■ **WHAT IS REQUIRED**
Echo verbatim the stretch from the start of the rows through the line containing "box: [364, 62, 612, 140]", both ends included.

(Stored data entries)
----
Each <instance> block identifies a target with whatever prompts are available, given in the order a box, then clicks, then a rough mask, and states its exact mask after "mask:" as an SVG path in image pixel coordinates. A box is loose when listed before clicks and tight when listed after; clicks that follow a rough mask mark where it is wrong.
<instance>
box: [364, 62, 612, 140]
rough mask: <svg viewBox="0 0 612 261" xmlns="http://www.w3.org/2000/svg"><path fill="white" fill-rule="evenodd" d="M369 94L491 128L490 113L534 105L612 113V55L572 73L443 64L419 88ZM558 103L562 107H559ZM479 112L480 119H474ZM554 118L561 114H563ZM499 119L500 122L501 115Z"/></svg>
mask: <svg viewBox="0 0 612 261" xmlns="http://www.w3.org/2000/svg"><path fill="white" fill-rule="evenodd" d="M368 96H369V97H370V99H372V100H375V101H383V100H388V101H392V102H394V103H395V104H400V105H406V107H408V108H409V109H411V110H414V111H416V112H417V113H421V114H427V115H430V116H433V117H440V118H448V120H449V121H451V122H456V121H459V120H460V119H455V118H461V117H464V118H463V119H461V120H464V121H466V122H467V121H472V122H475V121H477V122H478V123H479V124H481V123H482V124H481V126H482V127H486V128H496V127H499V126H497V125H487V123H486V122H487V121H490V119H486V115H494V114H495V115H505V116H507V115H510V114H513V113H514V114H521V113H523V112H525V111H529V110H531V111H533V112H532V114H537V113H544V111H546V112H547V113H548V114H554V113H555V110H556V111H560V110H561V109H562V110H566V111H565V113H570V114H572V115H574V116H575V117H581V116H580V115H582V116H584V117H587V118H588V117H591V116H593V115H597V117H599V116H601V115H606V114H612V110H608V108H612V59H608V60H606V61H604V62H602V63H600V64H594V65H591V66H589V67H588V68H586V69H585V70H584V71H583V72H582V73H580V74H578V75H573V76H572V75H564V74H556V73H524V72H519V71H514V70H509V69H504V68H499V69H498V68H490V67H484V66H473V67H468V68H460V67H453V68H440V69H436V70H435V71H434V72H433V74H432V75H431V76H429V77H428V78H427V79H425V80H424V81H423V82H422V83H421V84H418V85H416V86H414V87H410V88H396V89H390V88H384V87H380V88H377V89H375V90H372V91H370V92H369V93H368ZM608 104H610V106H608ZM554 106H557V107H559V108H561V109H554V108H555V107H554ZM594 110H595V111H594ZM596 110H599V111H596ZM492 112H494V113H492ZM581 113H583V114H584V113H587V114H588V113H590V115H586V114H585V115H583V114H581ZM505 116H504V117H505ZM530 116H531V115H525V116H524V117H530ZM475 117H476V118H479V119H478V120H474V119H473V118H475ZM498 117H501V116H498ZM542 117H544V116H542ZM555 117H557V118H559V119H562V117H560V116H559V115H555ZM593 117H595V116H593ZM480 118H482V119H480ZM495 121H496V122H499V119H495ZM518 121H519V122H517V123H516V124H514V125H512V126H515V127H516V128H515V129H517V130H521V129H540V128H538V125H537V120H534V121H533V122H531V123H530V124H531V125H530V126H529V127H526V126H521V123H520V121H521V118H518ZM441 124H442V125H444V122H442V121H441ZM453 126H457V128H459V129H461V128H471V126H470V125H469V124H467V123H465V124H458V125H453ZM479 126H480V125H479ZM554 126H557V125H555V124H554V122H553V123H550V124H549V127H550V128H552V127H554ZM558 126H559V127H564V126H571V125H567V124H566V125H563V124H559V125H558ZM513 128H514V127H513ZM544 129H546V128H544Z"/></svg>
----
■ **SOLUTION**
Each <instance> block identifies a target with whatever prompts are available, given in the order a box, then clicks, then a rough mask, and states its exact mask after "mask:" as an SVG path in image pixel coordinates. A box is loose when listed before clicks and tight when listed after; clicks that follow a rough mask mark where it is wrong.
<instance>
box: [364, 62, 612, 140]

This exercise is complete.